- _DIRECTIONS FOR THIS TASK_
Filter the entries below down to the lines that hold "positive".

----- DATA -----

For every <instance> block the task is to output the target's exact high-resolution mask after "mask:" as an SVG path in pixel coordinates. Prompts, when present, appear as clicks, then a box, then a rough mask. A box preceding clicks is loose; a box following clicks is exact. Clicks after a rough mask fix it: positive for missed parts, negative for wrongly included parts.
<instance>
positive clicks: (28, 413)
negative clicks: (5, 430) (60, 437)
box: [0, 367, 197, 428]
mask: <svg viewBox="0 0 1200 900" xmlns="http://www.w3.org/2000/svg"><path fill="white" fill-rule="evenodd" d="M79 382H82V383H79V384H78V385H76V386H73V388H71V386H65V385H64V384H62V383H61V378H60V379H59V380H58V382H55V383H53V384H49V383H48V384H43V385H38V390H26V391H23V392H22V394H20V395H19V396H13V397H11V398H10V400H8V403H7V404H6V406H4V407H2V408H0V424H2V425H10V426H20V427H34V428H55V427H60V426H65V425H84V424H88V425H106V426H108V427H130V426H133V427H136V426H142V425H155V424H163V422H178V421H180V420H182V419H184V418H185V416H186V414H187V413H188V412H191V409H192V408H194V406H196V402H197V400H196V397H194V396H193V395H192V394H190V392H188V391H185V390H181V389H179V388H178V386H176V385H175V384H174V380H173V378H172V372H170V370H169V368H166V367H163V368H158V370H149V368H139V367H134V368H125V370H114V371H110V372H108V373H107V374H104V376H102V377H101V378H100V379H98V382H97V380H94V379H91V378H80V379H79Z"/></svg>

-----

- _RESULT_
For every <instance> block the task is to output the target's exact high-resolution mask after "mask:" as an SVG path in pixel coordinates. Prompts, when present, appear as clicks, then a box, then a rough mask. A box preceding clicks is loose; a box following clicks is exact. Clicks after a rough mask fix it: positive for missed parts, negative for wrongly included parts.
positive clicks: (28, 413)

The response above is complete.